(Dataset records)
================================
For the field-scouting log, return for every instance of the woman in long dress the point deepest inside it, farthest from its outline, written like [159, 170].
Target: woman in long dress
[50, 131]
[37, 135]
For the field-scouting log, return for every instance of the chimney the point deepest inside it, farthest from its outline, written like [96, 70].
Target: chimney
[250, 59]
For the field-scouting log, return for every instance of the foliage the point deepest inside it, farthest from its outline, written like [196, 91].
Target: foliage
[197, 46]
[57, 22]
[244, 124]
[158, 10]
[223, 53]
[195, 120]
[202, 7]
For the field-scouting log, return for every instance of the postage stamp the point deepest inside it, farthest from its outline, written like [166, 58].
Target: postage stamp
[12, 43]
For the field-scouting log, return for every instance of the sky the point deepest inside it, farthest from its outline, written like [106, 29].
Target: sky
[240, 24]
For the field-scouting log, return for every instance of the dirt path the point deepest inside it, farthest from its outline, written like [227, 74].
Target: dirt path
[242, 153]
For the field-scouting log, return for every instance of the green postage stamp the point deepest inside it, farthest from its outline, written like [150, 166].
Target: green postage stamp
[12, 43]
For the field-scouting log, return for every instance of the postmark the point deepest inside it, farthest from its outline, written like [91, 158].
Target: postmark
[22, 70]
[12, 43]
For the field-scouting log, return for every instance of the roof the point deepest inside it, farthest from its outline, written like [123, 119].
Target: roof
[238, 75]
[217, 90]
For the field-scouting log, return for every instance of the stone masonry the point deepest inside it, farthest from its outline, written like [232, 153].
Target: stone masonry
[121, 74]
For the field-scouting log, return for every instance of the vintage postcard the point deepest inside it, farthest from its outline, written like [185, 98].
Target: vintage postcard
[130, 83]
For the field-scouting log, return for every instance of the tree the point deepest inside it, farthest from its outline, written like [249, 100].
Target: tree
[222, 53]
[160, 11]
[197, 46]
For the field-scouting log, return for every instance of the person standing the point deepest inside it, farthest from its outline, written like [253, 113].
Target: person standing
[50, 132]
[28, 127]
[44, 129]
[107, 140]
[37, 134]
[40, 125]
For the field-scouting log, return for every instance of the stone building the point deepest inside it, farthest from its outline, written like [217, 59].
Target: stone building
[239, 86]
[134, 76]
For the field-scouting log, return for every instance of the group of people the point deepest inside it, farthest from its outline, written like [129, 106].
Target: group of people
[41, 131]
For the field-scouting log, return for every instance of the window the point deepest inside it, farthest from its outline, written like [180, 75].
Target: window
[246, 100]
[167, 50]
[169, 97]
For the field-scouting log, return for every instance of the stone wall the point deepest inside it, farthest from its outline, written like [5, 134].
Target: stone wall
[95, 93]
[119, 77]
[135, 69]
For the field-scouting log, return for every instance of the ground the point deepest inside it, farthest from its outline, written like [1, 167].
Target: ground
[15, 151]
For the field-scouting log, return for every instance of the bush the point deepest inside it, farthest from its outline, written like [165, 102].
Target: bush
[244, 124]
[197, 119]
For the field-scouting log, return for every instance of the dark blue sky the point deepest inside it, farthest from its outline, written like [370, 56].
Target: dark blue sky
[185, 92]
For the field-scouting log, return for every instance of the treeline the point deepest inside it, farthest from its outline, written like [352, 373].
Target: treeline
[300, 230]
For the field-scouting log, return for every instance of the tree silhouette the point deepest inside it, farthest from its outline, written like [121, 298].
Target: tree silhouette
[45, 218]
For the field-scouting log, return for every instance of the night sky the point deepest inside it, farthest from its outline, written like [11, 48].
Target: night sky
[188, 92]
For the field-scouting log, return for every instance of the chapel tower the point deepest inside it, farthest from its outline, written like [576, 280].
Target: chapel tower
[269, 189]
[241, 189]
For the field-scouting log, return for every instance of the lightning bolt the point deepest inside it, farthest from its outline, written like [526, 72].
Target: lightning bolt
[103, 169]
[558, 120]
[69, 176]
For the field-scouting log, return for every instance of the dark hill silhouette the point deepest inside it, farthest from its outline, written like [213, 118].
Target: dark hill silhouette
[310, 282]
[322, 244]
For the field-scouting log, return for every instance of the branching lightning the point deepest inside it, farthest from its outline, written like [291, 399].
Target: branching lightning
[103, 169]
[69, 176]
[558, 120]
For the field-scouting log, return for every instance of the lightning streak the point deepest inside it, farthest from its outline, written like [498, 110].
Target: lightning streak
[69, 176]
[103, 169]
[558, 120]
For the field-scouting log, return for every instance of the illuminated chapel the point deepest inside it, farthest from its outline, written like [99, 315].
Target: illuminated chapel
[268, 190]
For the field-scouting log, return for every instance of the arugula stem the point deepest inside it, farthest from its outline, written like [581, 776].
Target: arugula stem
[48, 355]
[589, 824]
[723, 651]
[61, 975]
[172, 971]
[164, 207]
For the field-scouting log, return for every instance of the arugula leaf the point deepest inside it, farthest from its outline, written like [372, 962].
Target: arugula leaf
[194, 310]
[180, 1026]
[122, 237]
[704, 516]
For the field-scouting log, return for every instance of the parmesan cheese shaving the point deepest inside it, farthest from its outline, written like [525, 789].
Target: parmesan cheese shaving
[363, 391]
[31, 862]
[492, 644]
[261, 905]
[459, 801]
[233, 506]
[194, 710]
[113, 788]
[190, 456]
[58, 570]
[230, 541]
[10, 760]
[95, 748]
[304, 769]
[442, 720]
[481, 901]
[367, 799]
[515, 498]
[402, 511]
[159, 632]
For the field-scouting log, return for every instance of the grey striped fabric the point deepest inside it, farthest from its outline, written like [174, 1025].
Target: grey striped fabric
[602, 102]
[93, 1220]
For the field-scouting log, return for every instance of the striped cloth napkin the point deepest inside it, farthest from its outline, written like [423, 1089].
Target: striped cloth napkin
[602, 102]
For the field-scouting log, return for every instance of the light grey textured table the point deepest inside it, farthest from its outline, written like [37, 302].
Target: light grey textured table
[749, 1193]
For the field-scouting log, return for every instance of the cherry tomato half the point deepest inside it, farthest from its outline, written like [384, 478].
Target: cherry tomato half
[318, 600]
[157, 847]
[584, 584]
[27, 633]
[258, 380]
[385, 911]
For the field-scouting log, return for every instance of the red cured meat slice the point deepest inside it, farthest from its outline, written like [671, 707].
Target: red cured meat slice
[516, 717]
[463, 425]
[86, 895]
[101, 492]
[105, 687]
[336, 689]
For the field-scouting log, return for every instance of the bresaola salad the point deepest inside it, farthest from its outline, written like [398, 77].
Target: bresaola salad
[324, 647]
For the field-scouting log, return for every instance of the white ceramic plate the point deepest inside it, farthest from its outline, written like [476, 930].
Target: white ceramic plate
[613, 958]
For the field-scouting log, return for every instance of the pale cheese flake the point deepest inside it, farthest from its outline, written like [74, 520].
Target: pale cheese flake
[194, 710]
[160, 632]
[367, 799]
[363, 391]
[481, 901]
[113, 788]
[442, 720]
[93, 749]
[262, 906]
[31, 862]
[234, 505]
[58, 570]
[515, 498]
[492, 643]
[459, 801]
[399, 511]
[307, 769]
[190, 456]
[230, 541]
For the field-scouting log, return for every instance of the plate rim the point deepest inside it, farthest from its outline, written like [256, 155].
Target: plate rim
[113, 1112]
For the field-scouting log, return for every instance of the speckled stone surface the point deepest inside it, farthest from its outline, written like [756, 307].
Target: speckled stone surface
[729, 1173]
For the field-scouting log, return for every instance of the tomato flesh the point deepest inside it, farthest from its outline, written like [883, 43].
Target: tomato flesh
================================
→ Exercise brief
Reproduce the items word for word, beginning with the line that contains "like [756, 307]." and continuing through the last line of the items.

→ Result for this task
For the field-scouting log, return for every instance of the speckled stone surface the point deepest inside it, farthest from its outline, written like [756, 307].
Target: speckled stone surface
[729, 1173]
For the field-scouting log, return for every instance of the tomato flesh the point deepest inside it, farthest from its outline, written like [883, 43].
Target: tomato flesh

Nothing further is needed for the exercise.